- SOURCE DOCUMENT
****************

Institute for War and Peace Reporting | Giving Voice, Driving Change
Albania: Ecological Time Bomb
One of the deadliest toxic waste areas in the Balkans affords a home to some 15,000 Albanians who would rather risk contamination than move to a safer but more poverty-stricken region.
Drinking water, milk and vegetables are heavily polluted from waste generated by former chemical plants at Spitalle in the Porto Romano commune of western Durres district about 40 km from Tirana.
But far from seeking to evacuate the region, the authorities are encouraging new migration and building housing. "The area is a totally contaminated," said Ilir Qesja, head of the regional environment agency branch in Durres, who for years has vainly urged local officials to refrain from encouraging people to move here.
"At least we're alive," said herdsman Sakip Jani, a 50-year-old who looks 20 years older. "What can we do?" In a shop at the entrance to Spitalle, Dafina said, "I came 11 years ago to find a better life - I then discovered it was poisoned - but we have no alternative but to stay here." A youngster chimed in, "As you see nothing has happened to us".
Under the former communist regime, Porto Romano contained a chemical plant producing pesticides and a leather-processing factory. People still live in cottages located between the two former factories. Dr Behar Musatlliu, from the local medical centre, said residents suffer mainly from leukemia and lung illnesses as well as skin infections.
Three years ago, the United Nations Environment Protection Agency, UNEP, included the commune among the eight most contaminated areas in the country. The government, though, is doing little about it. Hundreds of tonnes of dangerous, polluting substances remain at these sites, despite a 12 million euro EU disposal project.

****************

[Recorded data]

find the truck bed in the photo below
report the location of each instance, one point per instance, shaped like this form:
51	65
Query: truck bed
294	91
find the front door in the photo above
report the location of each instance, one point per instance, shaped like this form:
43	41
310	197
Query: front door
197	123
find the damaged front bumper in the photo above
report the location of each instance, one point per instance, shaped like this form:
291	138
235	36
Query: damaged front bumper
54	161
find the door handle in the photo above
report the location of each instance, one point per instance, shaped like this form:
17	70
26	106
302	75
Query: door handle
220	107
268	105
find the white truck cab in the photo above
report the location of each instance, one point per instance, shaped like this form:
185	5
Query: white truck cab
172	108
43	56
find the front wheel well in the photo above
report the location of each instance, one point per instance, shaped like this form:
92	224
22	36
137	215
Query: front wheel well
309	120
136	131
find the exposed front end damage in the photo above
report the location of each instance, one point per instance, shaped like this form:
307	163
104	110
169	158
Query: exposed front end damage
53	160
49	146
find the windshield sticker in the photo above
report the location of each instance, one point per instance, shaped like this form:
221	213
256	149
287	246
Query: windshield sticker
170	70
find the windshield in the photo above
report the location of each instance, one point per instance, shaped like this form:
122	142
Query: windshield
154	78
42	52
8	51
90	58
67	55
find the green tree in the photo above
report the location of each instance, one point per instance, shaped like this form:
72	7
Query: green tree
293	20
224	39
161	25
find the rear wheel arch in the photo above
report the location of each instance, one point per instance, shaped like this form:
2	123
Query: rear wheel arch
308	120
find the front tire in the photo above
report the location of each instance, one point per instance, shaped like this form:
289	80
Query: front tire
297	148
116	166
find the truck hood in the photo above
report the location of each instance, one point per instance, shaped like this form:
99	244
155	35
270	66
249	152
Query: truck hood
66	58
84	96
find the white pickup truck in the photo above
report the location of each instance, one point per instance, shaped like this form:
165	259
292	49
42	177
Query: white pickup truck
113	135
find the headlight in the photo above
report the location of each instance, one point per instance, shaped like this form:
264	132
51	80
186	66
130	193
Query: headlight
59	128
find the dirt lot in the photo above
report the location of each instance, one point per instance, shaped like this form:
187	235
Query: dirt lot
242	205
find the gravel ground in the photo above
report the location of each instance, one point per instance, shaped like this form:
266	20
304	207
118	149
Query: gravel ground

****************

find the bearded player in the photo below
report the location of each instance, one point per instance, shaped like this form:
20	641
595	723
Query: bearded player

****************

- EXERCISE DETAILS
Answer these questions about the article on toxic waste in Porto Romano.
(a) About how far from Tirana is Spitalle?
(b) Which two factories did Porto Romano contain under the former communist regime?
(c) What is the value of the EU disposal project?

- OUTPUT
(a) About 40 km.
(b) A chemical plant producing pesticides and a leather-processing factory.
(c) 12 million euro.